The reason: While hotter stars emit more visible and ultraviolet light, cooler stars are rich in infrared and near-infrared wavelengths. Ice and snow absorb longer wavelength near-infrared light more efficiently than visible light, which tends to be strongly reflected. In the red dwarf scenario, then, the absorption of light by ices and snows helps to warm the planet, a trend that can be compounded by atmospheric greenhouse gases that also absorb near-infrared light.
Image: Proxima Centauri, the nearest star to our own, and an example of a red dwarf with frequent flare activity. New work from the University of Washington suggests that M-dwarf planets are more likely to avoid ‘snowball’ events when the planet becomes completely covered with ice. No planets have yet been discovered around Proxima Centauri, but the hunt continues. Credit: NASA/CXC/SAO.
--------------------------------
◆ Task directions:
For each of the following statements, say yes or no to whether it agrees with the red dwarf text, and quote the words from the text that decide it. 1. Ice and snow absorb near-infrared light more efficiently than visible light. 2. Planets have been found around Proxima Centauri. 3. Hotter stars are rich in infrared wavelengths.

(Photo object pointing entries)
--------------------------------
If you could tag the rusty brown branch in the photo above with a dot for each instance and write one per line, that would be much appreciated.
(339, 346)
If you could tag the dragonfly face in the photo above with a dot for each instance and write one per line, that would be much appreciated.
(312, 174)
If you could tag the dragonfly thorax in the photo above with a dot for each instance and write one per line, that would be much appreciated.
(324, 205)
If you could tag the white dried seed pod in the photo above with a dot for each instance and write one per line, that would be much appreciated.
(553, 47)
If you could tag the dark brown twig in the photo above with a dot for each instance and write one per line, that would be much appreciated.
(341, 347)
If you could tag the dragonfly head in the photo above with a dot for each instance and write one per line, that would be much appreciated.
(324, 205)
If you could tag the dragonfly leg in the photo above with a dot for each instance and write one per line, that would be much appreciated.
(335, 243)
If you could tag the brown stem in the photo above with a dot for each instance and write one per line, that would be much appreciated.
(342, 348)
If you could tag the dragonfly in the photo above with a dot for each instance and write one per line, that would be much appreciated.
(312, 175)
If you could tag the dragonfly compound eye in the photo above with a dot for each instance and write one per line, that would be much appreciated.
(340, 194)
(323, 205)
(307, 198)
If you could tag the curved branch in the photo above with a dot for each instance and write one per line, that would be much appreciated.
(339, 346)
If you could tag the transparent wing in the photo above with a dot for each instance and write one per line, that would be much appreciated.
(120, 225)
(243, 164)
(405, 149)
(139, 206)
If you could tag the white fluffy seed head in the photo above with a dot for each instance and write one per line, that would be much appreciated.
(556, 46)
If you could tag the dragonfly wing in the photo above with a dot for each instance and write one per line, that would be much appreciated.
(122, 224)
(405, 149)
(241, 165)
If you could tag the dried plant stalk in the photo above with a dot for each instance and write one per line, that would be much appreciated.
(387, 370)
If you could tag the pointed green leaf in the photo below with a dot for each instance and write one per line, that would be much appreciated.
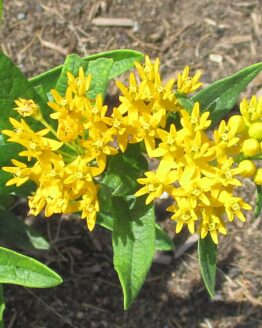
(14, 85)
(220, 97)
(72, 65)
(133, 244)
(99, 70)
(207, 252)
(163, 241)
(123, 171)
(2, 306)
(25, 271)
(1, 10)
(15, 232)
(123, 60)
(258, 207)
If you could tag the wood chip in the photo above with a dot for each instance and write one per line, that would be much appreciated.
(54, 46)
(184, 247)
(236, 39)
(216, 58)
(124, 22)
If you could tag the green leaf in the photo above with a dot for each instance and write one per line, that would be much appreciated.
(207, 252)
(163, 241)
(1, 10)
(25, 271)
(72, 64)
(99, 69)
(15, 232)
(14, 85)
(220, 96)
(2, 306)
(123, 61)
(133, 244)
(124, 170)
(258, 207)
(6, 201)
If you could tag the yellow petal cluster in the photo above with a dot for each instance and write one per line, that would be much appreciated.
(199, 171)
(64, 162)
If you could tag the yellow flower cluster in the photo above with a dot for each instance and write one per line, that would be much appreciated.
(65, 162)
(199, 172)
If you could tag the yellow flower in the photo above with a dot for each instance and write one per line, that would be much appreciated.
(27, 107)
(187, 84)
(155, 184)
(184, 213)
(21, 173)
(251, 147)
(195, 121)
(233, 206)
(224, 174)
(255, 130)
(78, 175)
(68, 129)
(146, 129)
(89, 206)
(81, 84)
(247, 168)
(225, 136)
(251, 111)
(258, 177)
(35, 142)
(193, 187)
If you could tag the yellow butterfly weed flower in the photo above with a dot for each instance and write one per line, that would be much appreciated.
(212, 224)
(233, 205)
(155, 184)
(251, 111)
(27, 107)
(184, 214)
(187, 84)
(195, 121)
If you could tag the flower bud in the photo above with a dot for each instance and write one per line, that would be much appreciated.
(248, 168)
(236, 123)
(255, 131)
(27, 107)
(251, 147)
(258, 177)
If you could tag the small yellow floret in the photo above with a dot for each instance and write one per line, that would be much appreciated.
(27, 107)
(248, 168)
(255, 131)
(250, 147)
(258, 177)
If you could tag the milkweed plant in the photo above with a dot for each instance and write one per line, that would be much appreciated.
(65, 149)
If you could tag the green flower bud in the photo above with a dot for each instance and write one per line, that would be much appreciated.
(258, 177)
(236, 123)
(250, 147)
(248, 168)
(255, 131)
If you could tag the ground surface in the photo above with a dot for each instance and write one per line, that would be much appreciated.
(219, 37)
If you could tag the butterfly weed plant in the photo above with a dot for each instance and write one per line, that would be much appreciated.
(68, 152)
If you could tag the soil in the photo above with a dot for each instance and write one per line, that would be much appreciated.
(219, 37)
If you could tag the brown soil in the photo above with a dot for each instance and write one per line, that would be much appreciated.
(219, 37)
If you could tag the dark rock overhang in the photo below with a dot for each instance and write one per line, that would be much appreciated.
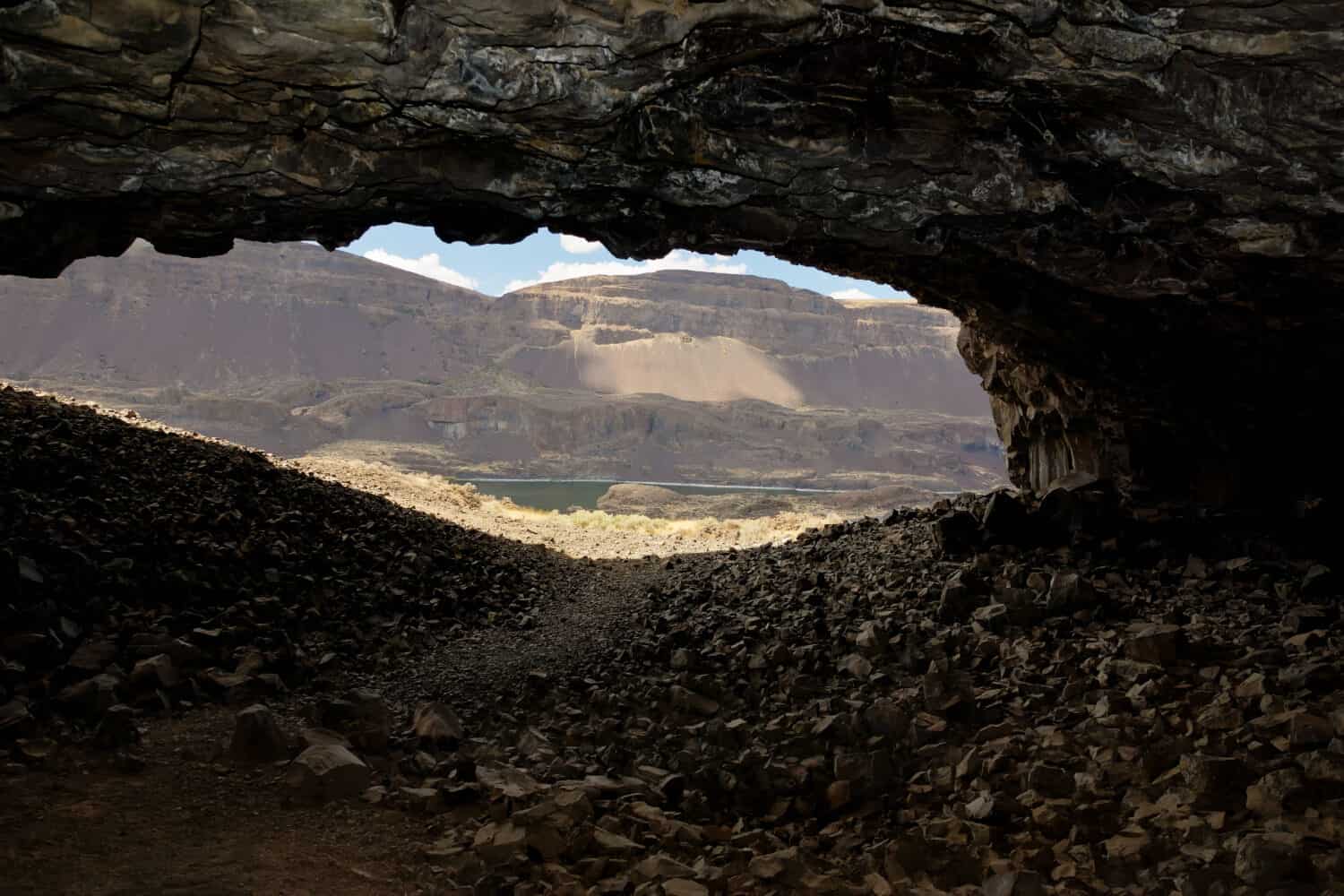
(1136, 207)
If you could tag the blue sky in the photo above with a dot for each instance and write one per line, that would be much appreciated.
(548, 257)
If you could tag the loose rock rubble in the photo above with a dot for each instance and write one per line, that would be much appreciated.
(900, 707)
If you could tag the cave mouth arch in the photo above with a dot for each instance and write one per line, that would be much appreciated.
(1134, 210)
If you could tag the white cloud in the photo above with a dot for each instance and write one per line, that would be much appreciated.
(425, 266)
(578, 246)
(859, 293)
(676, 260)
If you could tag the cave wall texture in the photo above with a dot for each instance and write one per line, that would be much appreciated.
(1136, 207)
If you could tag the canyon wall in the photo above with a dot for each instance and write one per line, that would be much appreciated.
(675, 375)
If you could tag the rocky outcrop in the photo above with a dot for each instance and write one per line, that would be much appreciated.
(1134, 207)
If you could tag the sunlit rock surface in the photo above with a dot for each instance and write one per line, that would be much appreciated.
(1134, 207)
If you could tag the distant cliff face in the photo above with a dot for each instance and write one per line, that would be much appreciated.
(749, 338)
(668, 375)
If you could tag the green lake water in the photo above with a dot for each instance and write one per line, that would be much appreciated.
(561, 495)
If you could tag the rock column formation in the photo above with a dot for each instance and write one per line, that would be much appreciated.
(1134, 207)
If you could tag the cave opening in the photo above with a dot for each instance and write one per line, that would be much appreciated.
(1105, 681)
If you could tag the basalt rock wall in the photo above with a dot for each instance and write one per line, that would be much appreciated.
(1134, 207)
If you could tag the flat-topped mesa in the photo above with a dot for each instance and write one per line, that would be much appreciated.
(1137, 209)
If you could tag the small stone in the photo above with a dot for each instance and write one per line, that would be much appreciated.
(992, 616)
(257, 737)
(1050, 780)
(1069, 590)
(839, 794)
(1005, 520)
(857, 665)
(612, 842)
(155, 672)
(871, 637)
(117, 727)
(328, 771)
(93, 656)
(1013, 883)
(435, 723)
(1215, 782)
(1155, 643)
(500, 842)
(1319, 582)
(424, 799)
(1306, 729)
(691, 702)
(1271, 793)
(1271, 860)
(371, 727)
(1129, 845)
(780, 866)
(1322, 767)
(15, 716)
(93, 696)
(886, 718)
(956, 532)
(659, 868)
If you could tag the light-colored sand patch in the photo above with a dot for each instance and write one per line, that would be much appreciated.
(593, 533)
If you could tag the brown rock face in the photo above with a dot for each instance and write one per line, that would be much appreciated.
(1136, 207)
(675, 375)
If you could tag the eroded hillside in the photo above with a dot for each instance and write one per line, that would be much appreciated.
(674, 375)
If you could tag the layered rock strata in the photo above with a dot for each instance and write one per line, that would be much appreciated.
(1134, 207)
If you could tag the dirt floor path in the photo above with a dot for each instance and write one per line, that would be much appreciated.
(191, 823)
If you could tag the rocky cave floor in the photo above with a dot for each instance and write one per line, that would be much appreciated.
(223, 677)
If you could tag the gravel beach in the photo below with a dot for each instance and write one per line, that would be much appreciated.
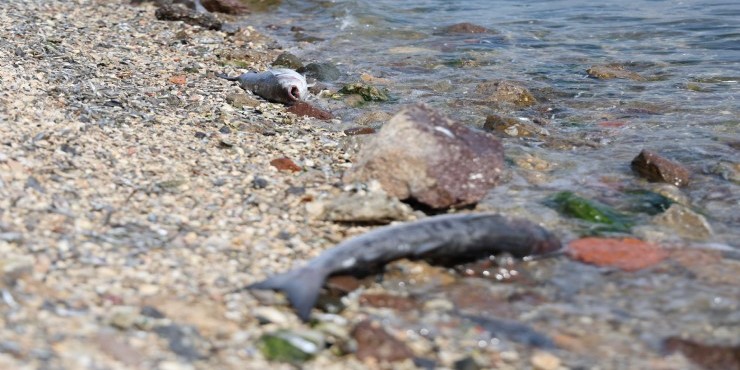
--------------------------------
◆ Completed exercise:
1. Yes: "Ice and snow absorb longer wavelength near-infrared light more efficiently than visible light"
2. No: "No planets have yet been discovered around Proxima Centauri"
3. No: "hotter stars emit more visible and ultraviolet light, cooler stars are rich in infrared and near-infrared wavelengths"